:: Job ::
Locate every line below that contains the word "dark", and copy each one.
━━━━━ Supplied records
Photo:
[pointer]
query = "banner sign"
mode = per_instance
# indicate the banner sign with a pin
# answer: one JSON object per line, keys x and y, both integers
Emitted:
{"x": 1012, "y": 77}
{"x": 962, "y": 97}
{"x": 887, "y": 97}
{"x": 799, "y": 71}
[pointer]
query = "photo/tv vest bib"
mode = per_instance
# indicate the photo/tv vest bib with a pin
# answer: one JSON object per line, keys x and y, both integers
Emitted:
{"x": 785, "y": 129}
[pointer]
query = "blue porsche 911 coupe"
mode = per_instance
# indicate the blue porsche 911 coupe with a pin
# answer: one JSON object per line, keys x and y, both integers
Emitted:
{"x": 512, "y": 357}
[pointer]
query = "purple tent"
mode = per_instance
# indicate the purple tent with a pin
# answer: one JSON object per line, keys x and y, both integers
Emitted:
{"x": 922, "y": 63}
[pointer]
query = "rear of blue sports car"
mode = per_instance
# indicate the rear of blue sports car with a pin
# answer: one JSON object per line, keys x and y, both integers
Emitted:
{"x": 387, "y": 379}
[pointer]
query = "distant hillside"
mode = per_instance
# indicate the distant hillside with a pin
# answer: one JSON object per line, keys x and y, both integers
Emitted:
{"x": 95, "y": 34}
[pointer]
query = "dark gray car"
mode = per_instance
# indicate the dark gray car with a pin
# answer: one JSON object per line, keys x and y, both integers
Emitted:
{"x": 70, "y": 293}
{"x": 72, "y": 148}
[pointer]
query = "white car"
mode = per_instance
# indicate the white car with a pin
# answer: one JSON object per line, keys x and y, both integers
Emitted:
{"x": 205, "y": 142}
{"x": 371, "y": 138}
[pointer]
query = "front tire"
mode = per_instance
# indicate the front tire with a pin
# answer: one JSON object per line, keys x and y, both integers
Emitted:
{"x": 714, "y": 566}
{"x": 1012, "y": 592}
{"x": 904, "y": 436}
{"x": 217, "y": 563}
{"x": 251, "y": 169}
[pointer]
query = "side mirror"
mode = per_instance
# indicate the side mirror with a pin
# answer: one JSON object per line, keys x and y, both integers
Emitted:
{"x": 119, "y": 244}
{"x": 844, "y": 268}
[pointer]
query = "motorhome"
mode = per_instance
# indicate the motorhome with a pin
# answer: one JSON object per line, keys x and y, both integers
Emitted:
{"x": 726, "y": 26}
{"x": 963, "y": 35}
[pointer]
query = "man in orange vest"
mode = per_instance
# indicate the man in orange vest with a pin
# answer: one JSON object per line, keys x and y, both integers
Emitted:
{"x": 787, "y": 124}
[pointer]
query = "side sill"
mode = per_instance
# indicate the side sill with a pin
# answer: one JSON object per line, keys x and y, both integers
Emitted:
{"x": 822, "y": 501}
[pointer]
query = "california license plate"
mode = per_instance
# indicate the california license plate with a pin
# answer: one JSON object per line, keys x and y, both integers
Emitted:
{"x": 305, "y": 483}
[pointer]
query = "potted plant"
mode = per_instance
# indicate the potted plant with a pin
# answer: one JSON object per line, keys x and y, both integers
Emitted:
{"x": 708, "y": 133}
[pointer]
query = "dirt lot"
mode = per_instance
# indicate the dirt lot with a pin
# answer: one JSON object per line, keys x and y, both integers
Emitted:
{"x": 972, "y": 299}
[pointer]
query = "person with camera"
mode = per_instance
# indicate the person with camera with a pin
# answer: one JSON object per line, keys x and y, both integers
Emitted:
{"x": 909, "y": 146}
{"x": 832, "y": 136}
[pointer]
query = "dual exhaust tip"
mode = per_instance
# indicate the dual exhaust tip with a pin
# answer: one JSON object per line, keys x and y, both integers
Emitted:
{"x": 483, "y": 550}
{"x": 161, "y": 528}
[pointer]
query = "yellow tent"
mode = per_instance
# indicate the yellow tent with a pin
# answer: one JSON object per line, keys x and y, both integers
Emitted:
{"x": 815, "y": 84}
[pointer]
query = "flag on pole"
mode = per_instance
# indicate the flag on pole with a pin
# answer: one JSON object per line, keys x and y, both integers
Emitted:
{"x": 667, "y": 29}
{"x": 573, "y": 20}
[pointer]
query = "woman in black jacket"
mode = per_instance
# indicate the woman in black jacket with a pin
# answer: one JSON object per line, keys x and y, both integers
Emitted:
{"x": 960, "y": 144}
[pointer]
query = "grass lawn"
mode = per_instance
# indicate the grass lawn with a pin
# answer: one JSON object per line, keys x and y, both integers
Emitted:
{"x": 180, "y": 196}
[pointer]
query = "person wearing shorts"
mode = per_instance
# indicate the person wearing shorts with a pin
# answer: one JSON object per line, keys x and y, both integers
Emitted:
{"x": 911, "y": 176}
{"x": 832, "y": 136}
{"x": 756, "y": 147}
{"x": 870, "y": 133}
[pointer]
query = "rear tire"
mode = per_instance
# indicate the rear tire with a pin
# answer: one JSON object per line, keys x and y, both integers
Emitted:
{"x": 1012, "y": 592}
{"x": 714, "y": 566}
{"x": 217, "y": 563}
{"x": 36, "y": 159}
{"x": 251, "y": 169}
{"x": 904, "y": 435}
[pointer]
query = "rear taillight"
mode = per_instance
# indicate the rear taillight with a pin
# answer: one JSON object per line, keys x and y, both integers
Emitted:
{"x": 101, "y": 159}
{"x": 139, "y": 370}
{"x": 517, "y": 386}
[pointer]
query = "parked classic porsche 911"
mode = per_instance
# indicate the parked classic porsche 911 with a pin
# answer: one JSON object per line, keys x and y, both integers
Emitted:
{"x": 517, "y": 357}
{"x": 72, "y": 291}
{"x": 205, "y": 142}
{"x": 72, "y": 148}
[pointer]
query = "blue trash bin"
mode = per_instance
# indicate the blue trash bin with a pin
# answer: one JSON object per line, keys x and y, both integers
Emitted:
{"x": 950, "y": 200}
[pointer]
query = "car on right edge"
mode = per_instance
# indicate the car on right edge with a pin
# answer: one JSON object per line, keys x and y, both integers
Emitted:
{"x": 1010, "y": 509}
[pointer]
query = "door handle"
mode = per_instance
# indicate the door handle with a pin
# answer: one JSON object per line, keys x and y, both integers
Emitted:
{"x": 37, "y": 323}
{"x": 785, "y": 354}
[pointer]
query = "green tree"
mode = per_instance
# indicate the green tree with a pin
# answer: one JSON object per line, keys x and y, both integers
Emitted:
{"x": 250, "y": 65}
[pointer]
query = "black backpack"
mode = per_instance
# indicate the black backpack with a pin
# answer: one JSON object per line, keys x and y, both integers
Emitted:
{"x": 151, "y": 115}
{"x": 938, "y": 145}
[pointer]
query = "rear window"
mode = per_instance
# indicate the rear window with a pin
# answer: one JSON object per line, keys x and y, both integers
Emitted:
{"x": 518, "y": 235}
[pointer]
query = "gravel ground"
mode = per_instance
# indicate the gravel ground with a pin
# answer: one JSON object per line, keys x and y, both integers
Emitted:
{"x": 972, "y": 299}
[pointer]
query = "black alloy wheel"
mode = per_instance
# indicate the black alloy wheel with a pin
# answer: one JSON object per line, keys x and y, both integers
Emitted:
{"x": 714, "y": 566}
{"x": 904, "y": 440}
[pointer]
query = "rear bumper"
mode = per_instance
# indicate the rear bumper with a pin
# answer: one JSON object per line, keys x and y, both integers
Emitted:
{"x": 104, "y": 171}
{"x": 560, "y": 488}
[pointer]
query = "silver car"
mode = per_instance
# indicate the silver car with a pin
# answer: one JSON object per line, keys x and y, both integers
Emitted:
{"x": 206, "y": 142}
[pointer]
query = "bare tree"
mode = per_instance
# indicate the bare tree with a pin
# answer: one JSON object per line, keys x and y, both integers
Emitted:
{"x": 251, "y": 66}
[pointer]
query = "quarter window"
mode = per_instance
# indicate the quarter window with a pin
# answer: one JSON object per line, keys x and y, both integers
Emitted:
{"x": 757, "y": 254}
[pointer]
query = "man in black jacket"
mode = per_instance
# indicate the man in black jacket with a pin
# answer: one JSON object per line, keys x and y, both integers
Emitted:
━━━━━━━━━━
:: Answer for this exercise ::
query = "dark gray car"
# indicate the dark gray car with a pin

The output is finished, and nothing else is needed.